Form 8-K

 

 

UNITED STATES

SECURITIES AND EXCHANGE COMMISSION

WASHINGTON, D.C. 20549

 

 

FORM 8-K

 

 

CURRENT REPORT

PURSUANT TO SECTION 13 OR 15(D) OF THE

SECURITIES EXCHANGE ACT OF 1934

Date of Report (Date of earliest event reported): July 24, 2010

 

 

NORTHWEST PIPE COMPANY

(Exact name of registrant as specified in its charter)

 

 

 

OREGON   0-27140   93-0557988

(State or other jurisdiction

of incorporation)

 

(Commission

File Number)

 

(I.R.S. Employer

Identification No.)

Northwest Pipe Company

5721 SE Columbia Way Suite 200

Vancouver WA 98661

(360) 397-6250

(Address, including zip code, and telephone number, including

area code, of registrant’s principal executive offices)

 

 

Check the appropriate box below if the Form 8-K filing is intended to simultaneously satisfy the filing obligation of the registrant under any of the following provisions:

 

¨ Written communications pursuant to Rule 425 under the Securities Act (17 CFR 230.425)

 

¨ Soliciting material pursuant to Rule 14a-12 under the Exchange Act (17 CFR 240.14a-12)

• Prompt 1
In the records, starting at the line containing "gear in the image above." and ending at the line containing "(1284, 520)", substitute "windscreen" for "windshield" and reproduce those lines with no other change.
The filing and the records have nothing to do with each other.

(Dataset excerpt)
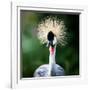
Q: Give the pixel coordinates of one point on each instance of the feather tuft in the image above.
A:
(56, 26)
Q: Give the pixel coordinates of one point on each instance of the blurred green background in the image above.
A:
(34, 54)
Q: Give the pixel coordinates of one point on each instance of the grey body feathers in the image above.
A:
(42, 71)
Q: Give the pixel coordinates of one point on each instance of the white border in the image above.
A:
(31, 82)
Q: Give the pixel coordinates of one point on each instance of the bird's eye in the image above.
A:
(50, 36)
(54, 41)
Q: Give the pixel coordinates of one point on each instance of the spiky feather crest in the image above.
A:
(56, 26)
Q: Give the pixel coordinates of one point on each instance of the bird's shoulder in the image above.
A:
(58, 70)
(41, 71)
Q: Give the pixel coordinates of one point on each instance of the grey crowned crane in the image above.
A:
(52, 32)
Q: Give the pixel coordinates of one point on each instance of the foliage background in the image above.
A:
(33, 54)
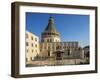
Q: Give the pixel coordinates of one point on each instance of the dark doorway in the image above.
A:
(59, 55)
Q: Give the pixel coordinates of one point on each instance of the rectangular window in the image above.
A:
(27, 44)
(26, 35)
(36, 45)
(35, 39)
(32, 44)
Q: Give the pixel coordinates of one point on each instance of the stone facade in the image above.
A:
(51, 46)
(32, 46)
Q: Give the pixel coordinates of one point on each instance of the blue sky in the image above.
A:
(71, 27)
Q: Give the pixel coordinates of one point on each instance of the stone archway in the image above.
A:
(59, 55)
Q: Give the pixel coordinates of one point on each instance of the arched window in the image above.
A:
(68, 52)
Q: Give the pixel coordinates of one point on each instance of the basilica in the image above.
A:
(50, 46)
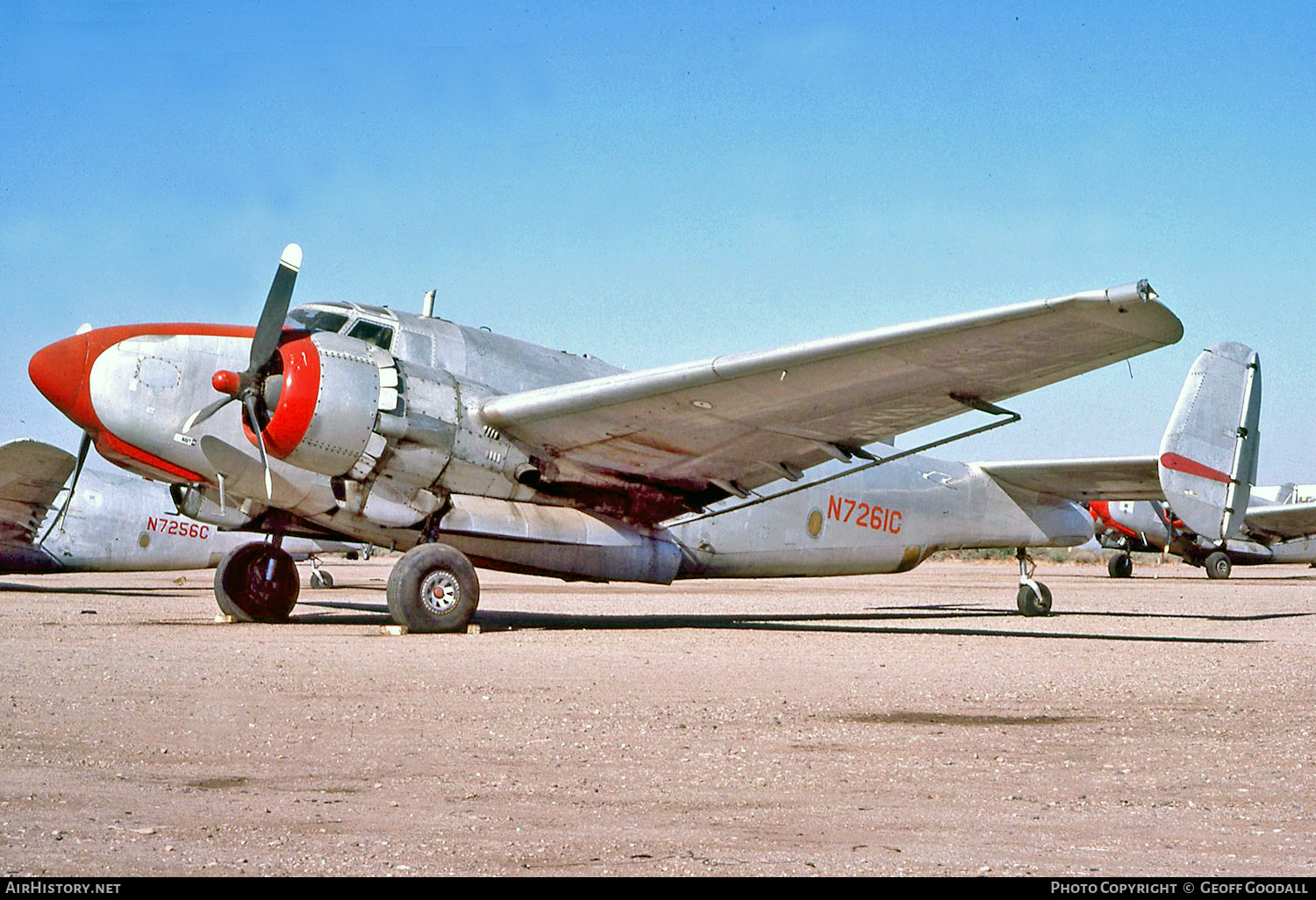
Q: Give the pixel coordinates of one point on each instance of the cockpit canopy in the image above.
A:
(345, 320)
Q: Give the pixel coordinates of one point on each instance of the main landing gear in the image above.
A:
(432, 589)
(1034, 597)
(1120, 566)
(1218, 565)
(257, 583)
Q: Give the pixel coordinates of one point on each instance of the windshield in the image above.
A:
(316, 320)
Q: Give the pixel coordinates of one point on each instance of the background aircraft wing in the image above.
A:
(32, 474)
(741, 418)
(1284, 520)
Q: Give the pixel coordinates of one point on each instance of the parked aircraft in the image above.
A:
(1218, 518)
(463, 446)
(1282, 532)
(108, 521)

• Prompt 2
How does the Form 8-K filing go on after its last line?

• Response 1
Q: Give the pixel coordinates of one point on each instance of the main landing gear in the image above.
A:
(432, 589)
(1034, 597)
(1120, 566)
(1218, 565)
(257, 583)
Q: Give the pixel coordinates of one point on each instance of the windscreen in the image above.
A:
(316, 320)
Q: Give the pixel coordinates of one point on each instance of the background aircraft wing in the image above.
A:
(32, 474)
(741, 418)
(1284, 520)

• Response 2
¨ Pre-commencement communications pursuant to Rule 14d-2(b) under the Exchange Act (17 CFR 240.14d-2(b))

 

¨ Pre-commencement communications pursuant to Rule 13e-4(c) under the Exchange Act (17 CFR 240.13e-4(c))

 

 

 


Item 4.02    NON-RELIANCE ON PREVIOUSLY ISSUED FINANCIAL STATEMENTS OR RELATED AUDIT REPORT OR COMPLETED REVIEW
  

As previously disclosed, the Audit Committee of the Board of Directors (the “Audit Committee”) of Northwest Pipe Company (the “Company”), with the assistance of independent professionals retained by the Audit Committee, has been conducting an internal investigation of certain accounting matters, including certain revenue recognition practices. In addition, at the direction of the Audit Committee, an external consulting firm was retained to assist the Company in performing certain related analyses of its accounting practices and previously issued consolidated financial statements.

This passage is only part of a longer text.